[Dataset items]
┄┄┄┄┄┄┄┄┄┄┄┄┄┄┄┄┄┄┄┄

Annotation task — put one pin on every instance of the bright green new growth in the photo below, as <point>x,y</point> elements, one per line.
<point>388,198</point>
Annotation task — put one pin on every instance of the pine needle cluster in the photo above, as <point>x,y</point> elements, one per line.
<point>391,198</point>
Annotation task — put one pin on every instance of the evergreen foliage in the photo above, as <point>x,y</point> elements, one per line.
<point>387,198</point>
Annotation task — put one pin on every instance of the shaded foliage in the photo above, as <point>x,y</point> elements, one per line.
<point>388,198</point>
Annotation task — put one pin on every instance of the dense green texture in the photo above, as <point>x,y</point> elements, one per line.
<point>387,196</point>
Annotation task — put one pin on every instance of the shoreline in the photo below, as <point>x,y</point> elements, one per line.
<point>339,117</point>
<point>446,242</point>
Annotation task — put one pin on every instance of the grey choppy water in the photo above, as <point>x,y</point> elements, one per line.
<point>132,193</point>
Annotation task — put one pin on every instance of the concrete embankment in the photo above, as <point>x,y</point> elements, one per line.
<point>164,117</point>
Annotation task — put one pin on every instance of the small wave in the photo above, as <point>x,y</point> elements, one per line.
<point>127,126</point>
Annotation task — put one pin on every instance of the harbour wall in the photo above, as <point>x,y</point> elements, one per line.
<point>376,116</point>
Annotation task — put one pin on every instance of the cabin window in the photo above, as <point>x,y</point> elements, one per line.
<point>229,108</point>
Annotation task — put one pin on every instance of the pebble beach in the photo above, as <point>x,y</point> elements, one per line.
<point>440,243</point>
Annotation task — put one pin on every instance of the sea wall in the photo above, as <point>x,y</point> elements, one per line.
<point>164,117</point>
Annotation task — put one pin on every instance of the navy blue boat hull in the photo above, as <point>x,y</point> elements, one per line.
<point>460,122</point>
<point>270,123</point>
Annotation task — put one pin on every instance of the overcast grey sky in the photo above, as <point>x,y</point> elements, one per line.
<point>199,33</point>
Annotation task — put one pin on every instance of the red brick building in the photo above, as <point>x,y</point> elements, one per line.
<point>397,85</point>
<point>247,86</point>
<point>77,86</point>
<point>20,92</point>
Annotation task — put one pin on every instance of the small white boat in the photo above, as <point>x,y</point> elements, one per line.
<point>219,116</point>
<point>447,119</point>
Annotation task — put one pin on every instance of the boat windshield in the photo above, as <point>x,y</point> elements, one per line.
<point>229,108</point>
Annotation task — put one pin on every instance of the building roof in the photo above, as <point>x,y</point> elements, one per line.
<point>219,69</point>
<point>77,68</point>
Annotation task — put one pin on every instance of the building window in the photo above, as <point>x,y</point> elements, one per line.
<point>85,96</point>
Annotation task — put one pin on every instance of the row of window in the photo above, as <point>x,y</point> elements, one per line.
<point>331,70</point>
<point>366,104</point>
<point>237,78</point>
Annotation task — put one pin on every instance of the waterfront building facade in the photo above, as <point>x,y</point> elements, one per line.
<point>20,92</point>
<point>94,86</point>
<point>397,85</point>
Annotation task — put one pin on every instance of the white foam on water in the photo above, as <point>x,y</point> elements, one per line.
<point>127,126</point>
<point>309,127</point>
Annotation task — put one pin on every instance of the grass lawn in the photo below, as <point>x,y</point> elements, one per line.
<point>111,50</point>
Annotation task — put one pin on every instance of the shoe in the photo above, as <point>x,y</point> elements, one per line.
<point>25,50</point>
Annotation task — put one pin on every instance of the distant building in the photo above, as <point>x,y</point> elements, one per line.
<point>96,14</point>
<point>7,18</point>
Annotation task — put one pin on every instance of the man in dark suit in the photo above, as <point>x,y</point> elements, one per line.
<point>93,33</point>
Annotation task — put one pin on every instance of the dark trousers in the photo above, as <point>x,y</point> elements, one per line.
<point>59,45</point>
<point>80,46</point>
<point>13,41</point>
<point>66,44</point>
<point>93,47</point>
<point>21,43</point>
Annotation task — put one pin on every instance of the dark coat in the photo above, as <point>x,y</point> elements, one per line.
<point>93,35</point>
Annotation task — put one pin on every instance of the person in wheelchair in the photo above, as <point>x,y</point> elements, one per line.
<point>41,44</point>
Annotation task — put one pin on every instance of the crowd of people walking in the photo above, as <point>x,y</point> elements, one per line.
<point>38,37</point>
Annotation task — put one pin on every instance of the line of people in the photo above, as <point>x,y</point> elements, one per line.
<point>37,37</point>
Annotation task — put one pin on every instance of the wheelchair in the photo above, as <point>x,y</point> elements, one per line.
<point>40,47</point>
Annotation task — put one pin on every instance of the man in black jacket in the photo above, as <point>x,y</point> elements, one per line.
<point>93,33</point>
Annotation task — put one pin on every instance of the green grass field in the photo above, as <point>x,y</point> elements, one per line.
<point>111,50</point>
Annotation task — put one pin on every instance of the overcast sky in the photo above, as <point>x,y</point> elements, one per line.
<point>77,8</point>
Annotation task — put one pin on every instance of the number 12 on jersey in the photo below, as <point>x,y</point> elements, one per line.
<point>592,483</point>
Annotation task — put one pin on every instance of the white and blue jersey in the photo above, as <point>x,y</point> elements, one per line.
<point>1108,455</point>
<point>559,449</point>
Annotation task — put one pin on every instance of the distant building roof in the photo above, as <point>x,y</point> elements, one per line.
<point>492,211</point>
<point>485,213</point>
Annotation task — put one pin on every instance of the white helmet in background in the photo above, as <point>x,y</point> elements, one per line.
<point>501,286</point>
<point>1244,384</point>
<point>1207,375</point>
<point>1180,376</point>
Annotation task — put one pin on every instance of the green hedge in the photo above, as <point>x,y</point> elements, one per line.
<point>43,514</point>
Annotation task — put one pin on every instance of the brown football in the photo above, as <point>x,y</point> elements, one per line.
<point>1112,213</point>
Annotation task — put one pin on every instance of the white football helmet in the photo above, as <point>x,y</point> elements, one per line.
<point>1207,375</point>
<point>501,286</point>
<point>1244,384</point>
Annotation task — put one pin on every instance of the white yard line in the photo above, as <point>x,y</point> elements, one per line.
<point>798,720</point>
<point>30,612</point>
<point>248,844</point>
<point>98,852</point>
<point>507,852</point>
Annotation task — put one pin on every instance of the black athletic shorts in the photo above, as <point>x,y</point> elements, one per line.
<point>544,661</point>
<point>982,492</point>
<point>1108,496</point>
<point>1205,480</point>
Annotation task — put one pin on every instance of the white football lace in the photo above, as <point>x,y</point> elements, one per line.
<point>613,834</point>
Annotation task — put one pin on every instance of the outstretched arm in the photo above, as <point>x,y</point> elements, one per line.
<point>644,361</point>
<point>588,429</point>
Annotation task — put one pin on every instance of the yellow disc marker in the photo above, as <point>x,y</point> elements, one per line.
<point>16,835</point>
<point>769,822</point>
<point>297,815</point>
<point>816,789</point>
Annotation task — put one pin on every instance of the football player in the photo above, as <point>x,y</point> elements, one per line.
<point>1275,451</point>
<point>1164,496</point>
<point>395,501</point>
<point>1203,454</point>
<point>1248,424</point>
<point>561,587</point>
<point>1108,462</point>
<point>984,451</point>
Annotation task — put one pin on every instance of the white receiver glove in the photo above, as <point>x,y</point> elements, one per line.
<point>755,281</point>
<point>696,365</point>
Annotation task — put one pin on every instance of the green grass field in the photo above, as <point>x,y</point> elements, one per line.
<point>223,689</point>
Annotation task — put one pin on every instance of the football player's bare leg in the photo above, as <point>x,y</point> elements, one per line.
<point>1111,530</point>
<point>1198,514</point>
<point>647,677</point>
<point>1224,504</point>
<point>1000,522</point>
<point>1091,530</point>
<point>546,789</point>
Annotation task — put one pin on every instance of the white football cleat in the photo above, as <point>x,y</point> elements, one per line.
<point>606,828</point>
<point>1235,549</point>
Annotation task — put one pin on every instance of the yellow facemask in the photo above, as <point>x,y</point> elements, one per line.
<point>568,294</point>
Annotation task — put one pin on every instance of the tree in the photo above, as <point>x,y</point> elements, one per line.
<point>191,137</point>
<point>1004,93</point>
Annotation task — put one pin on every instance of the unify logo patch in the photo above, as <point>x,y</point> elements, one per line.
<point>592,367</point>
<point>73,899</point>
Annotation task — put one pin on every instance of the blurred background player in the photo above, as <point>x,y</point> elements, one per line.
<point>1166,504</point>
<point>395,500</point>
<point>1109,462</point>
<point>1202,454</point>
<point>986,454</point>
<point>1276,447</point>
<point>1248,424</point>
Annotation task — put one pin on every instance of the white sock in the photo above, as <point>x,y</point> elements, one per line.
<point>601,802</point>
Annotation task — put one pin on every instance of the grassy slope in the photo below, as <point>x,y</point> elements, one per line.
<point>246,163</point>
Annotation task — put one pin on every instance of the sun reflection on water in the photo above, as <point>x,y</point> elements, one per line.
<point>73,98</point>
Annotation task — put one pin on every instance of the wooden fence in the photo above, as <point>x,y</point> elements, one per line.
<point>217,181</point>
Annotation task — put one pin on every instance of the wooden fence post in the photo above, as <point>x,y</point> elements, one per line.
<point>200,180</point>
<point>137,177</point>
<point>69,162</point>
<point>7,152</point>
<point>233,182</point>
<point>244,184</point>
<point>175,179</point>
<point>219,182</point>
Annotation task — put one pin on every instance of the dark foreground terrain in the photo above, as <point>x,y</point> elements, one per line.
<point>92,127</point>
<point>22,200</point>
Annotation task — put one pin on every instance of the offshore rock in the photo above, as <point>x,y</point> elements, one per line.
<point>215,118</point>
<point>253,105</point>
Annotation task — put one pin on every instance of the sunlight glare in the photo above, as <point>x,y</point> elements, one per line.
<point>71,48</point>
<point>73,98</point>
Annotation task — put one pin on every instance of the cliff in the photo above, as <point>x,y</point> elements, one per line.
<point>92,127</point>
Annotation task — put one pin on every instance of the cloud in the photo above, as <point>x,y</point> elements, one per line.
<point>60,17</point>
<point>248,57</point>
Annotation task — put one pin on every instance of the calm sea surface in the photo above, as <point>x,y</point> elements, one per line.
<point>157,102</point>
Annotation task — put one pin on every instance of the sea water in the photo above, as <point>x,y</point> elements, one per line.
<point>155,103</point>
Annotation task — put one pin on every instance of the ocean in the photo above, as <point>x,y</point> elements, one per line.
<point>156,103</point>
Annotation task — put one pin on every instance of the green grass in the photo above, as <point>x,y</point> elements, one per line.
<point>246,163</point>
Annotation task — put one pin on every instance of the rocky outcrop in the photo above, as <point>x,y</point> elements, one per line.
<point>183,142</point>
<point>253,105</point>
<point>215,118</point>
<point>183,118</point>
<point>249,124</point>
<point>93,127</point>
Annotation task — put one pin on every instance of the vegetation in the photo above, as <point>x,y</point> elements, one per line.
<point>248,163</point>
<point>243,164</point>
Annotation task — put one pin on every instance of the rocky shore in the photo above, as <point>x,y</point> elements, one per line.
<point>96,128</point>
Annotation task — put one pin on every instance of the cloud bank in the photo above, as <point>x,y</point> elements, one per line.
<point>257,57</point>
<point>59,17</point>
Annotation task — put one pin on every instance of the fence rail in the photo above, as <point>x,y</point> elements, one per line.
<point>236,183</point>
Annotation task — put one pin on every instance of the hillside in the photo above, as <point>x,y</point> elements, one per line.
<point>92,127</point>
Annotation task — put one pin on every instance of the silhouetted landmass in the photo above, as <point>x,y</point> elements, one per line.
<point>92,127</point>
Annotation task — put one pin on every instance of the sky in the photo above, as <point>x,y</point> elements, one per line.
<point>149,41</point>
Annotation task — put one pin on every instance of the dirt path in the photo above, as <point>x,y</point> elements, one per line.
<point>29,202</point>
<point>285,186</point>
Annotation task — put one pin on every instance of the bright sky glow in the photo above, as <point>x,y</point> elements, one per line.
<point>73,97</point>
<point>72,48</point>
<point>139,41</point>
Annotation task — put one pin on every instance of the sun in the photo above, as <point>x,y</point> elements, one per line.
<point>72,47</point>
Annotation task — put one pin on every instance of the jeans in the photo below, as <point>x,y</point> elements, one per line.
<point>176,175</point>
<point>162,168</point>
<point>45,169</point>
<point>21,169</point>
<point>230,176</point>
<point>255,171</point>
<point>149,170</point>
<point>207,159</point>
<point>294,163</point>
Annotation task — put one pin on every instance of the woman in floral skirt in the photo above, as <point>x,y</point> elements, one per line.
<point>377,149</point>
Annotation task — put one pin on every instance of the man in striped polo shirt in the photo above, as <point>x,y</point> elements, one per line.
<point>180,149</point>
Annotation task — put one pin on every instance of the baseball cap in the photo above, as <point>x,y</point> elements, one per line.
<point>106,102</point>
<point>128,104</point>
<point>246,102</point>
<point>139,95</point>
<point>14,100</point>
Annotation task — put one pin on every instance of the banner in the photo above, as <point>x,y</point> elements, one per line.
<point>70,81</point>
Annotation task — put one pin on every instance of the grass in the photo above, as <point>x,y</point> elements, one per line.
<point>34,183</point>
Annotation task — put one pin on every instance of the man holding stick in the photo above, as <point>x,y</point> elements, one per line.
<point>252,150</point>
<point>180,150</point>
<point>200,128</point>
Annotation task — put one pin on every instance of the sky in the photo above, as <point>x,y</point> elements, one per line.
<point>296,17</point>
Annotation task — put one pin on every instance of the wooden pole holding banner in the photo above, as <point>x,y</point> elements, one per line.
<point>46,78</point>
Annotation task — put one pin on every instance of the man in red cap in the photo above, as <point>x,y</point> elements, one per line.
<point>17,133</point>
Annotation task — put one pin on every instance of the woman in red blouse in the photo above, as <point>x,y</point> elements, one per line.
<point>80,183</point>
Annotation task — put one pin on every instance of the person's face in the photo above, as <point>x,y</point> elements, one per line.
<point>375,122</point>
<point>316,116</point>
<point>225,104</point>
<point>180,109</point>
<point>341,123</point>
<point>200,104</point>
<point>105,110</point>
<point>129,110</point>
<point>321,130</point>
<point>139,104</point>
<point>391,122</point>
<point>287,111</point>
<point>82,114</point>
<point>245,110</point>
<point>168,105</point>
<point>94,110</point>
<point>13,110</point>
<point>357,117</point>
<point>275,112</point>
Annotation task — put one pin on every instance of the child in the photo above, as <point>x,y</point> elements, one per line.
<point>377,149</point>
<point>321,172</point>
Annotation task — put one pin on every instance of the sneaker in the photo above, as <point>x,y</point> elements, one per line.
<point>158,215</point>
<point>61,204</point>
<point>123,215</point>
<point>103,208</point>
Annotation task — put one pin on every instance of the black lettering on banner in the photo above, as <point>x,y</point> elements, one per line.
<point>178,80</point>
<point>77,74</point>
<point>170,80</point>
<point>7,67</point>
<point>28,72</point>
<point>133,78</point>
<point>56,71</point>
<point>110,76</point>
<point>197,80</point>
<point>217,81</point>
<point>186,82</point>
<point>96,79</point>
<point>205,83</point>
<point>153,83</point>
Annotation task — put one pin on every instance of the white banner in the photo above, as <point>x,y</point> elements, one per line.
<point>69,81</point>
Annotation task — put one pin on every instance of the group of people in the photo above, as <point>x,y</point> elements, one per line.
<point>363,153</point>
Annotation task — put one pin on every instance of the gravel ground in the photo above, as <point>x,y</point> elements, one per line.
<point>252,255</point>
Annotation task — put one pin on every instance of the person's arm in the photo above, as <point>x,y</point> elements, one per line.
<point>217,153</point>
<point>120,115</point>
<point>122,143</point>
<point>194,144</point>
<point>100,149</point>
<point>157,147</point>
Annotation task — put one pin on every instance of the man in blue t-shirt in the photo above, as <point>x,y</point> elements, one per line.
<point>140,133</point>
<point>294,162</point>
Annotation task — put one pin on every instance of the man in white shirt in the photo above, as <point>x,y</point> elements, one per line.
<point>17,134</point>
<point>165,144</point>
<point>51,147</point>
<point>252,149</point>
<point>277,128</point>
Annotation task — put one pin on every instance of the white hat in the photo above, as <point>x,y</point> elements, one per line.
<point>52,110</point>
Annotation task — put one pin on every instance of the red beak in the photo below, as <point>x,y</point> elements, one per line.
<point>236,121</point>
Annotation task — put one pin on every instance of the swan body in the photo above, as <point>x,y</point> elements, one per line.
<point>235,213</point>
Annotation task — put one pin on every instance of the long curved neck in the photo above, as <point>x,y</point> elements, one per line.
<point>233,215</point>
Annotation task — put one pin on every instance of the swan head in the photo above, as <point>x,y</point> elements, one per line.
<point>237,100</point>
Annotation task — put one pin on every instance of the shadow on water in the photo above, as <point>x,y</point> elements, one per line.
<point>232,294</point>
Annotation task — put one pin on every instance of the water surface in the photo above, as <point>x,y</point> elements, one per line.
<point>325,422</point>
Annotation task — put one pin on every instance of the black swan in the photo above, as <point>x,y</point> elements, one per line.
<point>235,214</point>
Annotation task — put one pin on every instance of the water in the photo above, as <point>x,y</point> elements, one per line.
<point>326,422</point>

┄┄┄┄┄┄┄┄┄┄┄┄┄┄┄┄┄┄┄┄

> [What to work on]: Word for word, restate only the lines from the one containing "the red beak" through the last line of the entries, with both ends kept.

> [Solution for this exercise]:
Annotation task — put one pin on every instance of the red beak in the photo below, as <point>x,y</point> elements, one per line.
<point>236,121</point>
Annotation task — put one pin on every instance of the swan body in the photo above, as <point>x,y</point> elements, one per line.
<point>235,213</point>
Annotation task — put one pin on every instance of the long curved neck in the photo above, as <point>x,y</point> elements, one per line.
<point>233,215</point>
Annotation task — put one pin on every instance of the swan head in the photo above, as <point>x,y</point> elements, one per line.
<point>237,100</point>
Annotation task — put one pin on every instance of the shadow on water in the photo above, as <point>x,y</point> elements, one per line.
<point>232,294</point>
Annotation task — put one pin on every instance of the water surface in the photo above, as <point>x,y</point> elements, one per line.
<point>325,422</point>
Annotation task — put one pin on every instance of the black swan in the photo above, as <point>x,y</point> elements, one per line.
<point>235,214</point>
Annotation task — put one pin on every instance of the water in the photo above, as <point>x,y</point> elements, one per line.
<point>326,422</point>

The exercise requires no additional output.